Recopiez mot pour mot l'extrait de correspondance ci-dessous, en entier.

··· Extrait choisi

Madame Denis m’a fait entendre qu’elle avait écrit à mes anges des choses que je désavoue formellement. Je ne suis pas si pressé d’imprimer. Il est vrai que je ne pourrai guère me dispenser de donner Cassandre dans quelques mois, parce qu’il y a une personne au bout du monde (1) qui a la rage d’avoir une dédicace, et qu’il est bon d’avoir des amis partout ; mais je ne me presserai point.

 

Crébillon me fait lever les épaules ; c’est un vieux fou à qui il faut pardonner.

 

L’alliance, le pacte de famille, le plaisir de me voir tout d’un coup Catalan, Napolitaine, Sicilien, Parmesan, m’a d’abord transporté ; mais si l’Espagne n’attaque pas les Anglais avec cinquante vaisseaux de ligne, je regarde le traité comme des compliments du jour de l’an. Je veux qu’on batte les Anglais et Luc, et qu’on ne siffle ni Zulime ni Cassandre.

 

Mes anges, je baise le bout des ailes.

 

 

1 – Le comte de Schowalow. (G.A.)

 

 

 

 

à M. Tronchin, de Lyon.

 

Délices, 6 Janvier 1762  (1).

 

 

Je suis très aise de la prise de Colbert et des six bataillons, attendu que l’impératrice de Russie a envoyé huit mille livres pour l’édition de Corneille et que le roi de Prusse n’a pas envoyé un sou.

 

Voulez-vous, monsieur, me faire un petit plaisir ? Ce serait d’envoyer de ma part à un nommé M. Garnier, ci-devant acteur de la comédie de Lyon et qui demeure à Lyon, je ne sais où, quatre louis d’or neufs.

 

 

1 – Editeurs, de Cayrol et A. François. (G.A.)

 

 

 

 

à M. le comte d’Argental.

 

8 Janvier 1762.

······
··· Données fournies

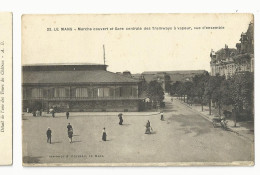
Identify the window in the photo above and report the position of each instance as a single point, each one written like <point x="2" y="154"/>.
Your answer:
<point x="37" y="93"/>
<point x="81" y="92"/>
<point x="59" y="92"/>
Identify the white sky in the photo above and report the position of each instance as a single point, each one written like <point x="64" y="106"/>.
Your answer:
<point x="136" y="51"/>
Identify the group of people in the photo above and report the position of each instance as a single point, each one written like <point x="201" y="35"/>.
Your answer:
<point x="148" y="129"/>
<point x="70" y="133"/>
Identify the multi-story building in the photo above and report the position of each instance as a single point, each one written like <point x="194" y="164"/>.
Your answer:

······

### Résultat obtenu:
Madame Denis m’a fait entendre qu’elle avait écrit à mes anges des choses que je désavoue formellement. Je ne suis pas si pressé d’imprimer. Il est vrai que je ne pourrai guère me dispenser de donner Cassandre dans quelques mois, parce qu’il y a une personne au bout du monde (1) qui a la rage d’avoir une dédicace, et qu’il est bon d’avoir des amis partout ; mais je ne me presserai point.

 

Crébillon me fait lever les épaules ; c’est un vieux fou à qui il faut pardonner.

 

L’alliance, le pacte de famille, le plaisir de me voir tout d’un coup Catalan, Napolitaine, Sicilien, Parmesan, m’a d’abord transporté ; mais si l’Espagne n’attaque pas les Anglais avec cinquante vaisseaux de ligne, je regarde le traité comme des compliments du jour de l’an. Je veux qu’on batte les Anglais et Luc, et qu’on ne siffle ni Zulime ni Cassandre.

 

Mes anges, je baise le bout des ailes.

 

 

1 – Le comte de Schowalow. (G.A.)

 

 

 

 

à M. Tronchin, de Lyon.

 

Délices, 6 Janvier 1762  (1).

 

 

Je suis très aise de la prise de Colbert et des six bataillons, attendu que l’impératrice de Russie a envoyé huit mille livres pour l’édition de Corneille et que le roi de Prusse n’a pas envoyé un sou.

 

Voulez-vous, monsieur, me faire un petit plaisir ? Ce serait d’envoyer de ma part à un nommé M. Garnier, ci-devant acteur de la comédie de Lyon et qui demeure à Lyon, je ne sais où, quatre louis d’or neufs.

 

 

1 – Editeurs, de Cayrol et A. François. (G.A.)

 

 

 

 

à M. le comte d’Argental.

 

8 Janvier 1762.